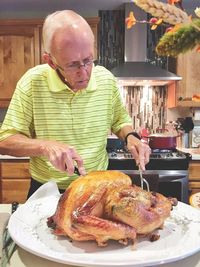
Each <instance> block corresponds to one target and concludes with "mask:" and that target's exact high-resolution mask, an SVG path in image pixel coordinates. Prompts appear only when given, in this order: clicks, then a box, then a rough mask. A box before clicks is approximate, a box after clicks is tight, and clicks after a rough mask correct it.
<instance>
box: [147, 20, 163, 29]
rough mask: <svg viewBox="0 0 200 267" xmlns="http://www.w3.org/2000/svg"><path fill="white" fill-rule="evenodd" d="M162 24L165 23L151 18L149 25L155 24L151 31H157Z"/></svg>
mask: <svg viewBox="0 0 200 267" xmlns="http://www.w3.org/2000/svg"><path fill="white" fill-rule="evenodd" d="M162 22H163V20H162V19H157V18H151V19H150V20H149V23H151V24H153V25H152V26H151V30H155V29H156V28H157V27H158V25H160V24H161V23H162Z"/></svg>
########
Make an exact copy of all entries above, dropping the images.

§ Completed exercise
Each <instance> block corresponds to one target and concludes with "mask:" and that target's exact high-resolution mask, an SVG path in image pixel coordinates. Prompts appear only when given, in this order: clicks, then a box, then a rough mask. A box before clicks is approximate, a box after clicks is tight, and clicks after a rough mask correct it.
<instance>
box: [147, 20, 163, 29]
rough mask: <svg viewBox="0 0 200 267" xmlns="http://www.w3.org/2000/svg"><path fill="white" fill-rule="evenodd" d="M162 24L165 23L151 18L149 25L155 24L151 31H157Z"/></svg>
mask: <svg viewBox="0 0 200 267" xmlns="http://www.w3.org/2000/svg"><path fill="white" fill-rule="evenodd" d="M162 22H163V20H162V19H157V18H151V19H150V20H149V23H151V24H153V25H152V26H151V30H155V29H156V28H157V27H158V25H160V24H161V23H162Z"/></svg>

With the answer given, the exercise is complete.